§ The problem: Any image in the records should be left out; output everything else exactly.

Listed entries below:

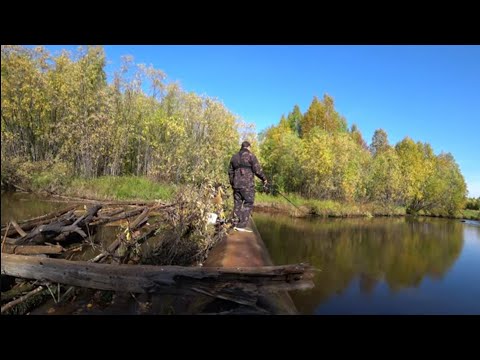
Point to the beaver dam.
(159, 258)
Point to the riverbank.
(133, 188)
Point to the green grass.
(471, 214)
(120, 188)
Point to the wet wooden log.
(29, 224)
(21, 299)
(32, 249)
(148, 278)
(140, 220)
(126, 215)
(60, 229)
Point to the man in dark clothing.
(243, 166)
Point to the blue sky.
(430, 93)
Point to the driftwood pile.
(36, 249)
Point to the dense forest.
(62, 109)
(317, 155)
(61, 112)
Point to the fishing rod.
(266, 187)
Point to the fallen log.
(32, 249)
(148, 278)
(18, 228)
(21, 299)
(140, 220)
(29, 224)
(126, 215)
(60, 229)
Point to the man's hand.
(265, 186)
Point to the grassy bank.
(328, 208)
(55, 178)
(471, 214)
(324, 208)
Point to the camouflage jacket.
(243, 166)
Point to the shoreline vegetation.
(132, 188)
(67, 129)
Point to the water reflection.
(399, 252)
(22, 206)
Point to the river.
(399, 265)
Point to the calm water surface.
(380, 265)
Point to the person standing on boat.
(244, 166)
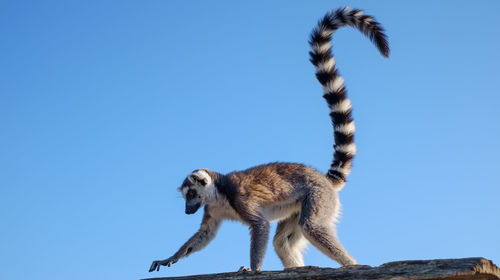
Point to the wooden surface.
(469, 268)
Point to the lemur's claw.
(244, 269)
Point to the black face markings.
(190, 194)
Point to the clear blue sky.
(105, 106)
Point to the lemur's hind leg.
(317, 223)
(289, 242)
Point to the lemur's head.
(197, 189)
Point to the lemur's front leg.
(198, 241)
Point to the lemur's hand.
(168, 262)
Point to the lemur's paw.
(168, 262)
(244, 269)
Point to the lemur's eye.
(190, 194)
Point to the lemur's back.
(276, 182)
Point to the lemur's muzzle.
(191, 208)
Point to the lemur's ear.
(200, 176)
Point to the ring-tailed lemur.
(303, 200)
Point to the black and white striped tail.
(333, 84)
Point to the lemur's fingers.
(153, 266)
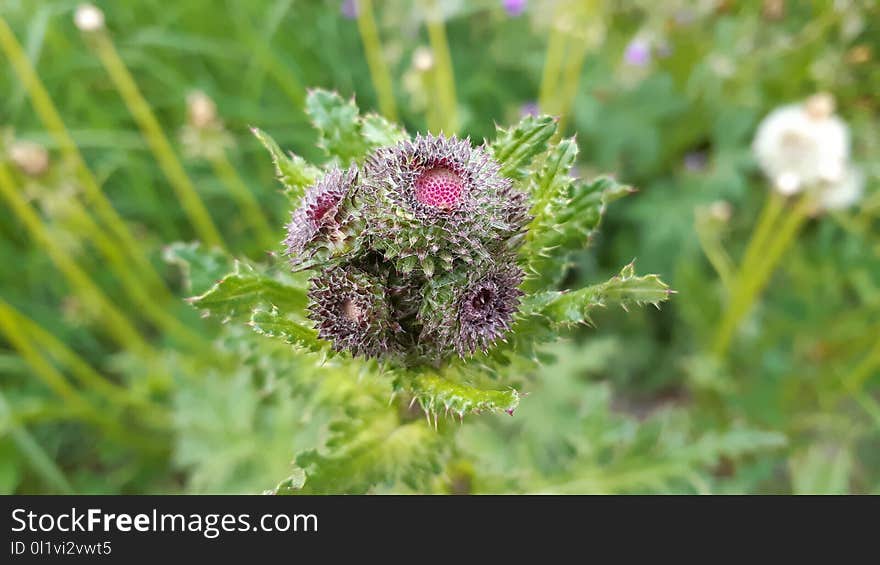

End of Listed entries.

§ Written solution:
Point to the beaver dam.
(159, 258)
Point to the riverbank.
(133, 188)
Point to the green grass.
(471, 214)
(120, 188)
Point to the wet wooden log.
(29, 224)
(21, 299)
(32, 249)
(148, 278)
(140, 220)
(126, 215)
(60, 229)
Point to the man in dark clothing.
(243, 166)
Point to the blue sky.
(430, 93)
Point to the driftwood pile.
(36, 249)
Point to the dense forest.
(62, 109)
(317, 155)
(61, 112)
Point to the fishing rod.
(266, 187)
Point to the fallen log.
(32, 249)
(148, 278)
(18, 228)
(21, 299)
(140, 220)
(29, 224)
(126, 215)
(60, 229)
Point to the man's hand.
(265, 186)
Point to the grassy bank.
(328, 208)
(55, 178)
(471, 214)
(324, 208)
Point to the camouflage jacket.
(243, 166)
Point to the shoreline vegetation.
(132, 188)
(67, 129)
Point to the water reflection.
(399, 252)
(22, 206)
Point to the river.
(399, 265)
Point to the calm water surface.
(380, 265)
Point to the person standing on boat.
(244, 166)
Point to the wooden surface.
(469, 268)
Point to the lemur's claw.
(244, 269)
Point to the black face markings.
(190, 194)
Point to the clear blue sky.
(105, 106)
Point to the lemur's hind leg.
(317, 223)
(289, 242)
Point to the lemur's head.
(197, 189)
Point to the lemur's front leg.
(198, 241)
Point to the lemur's hand.
(168, 262)
Point to the lemur's paw.
(168, 262)
(244, 269)
Point to the lemur's eye.
(190, 194)
Point to the lemur's back.
(276, 182)
Point to the lemur's muzzle.
(191, 208)
Point to the lemur's ear.
(200, 176)
Point to the ring-tailed lemur.
(303, 200)
Point to the black and white striped tail.
(333, 84)
Point to the lemur's fingers.
(153, 266)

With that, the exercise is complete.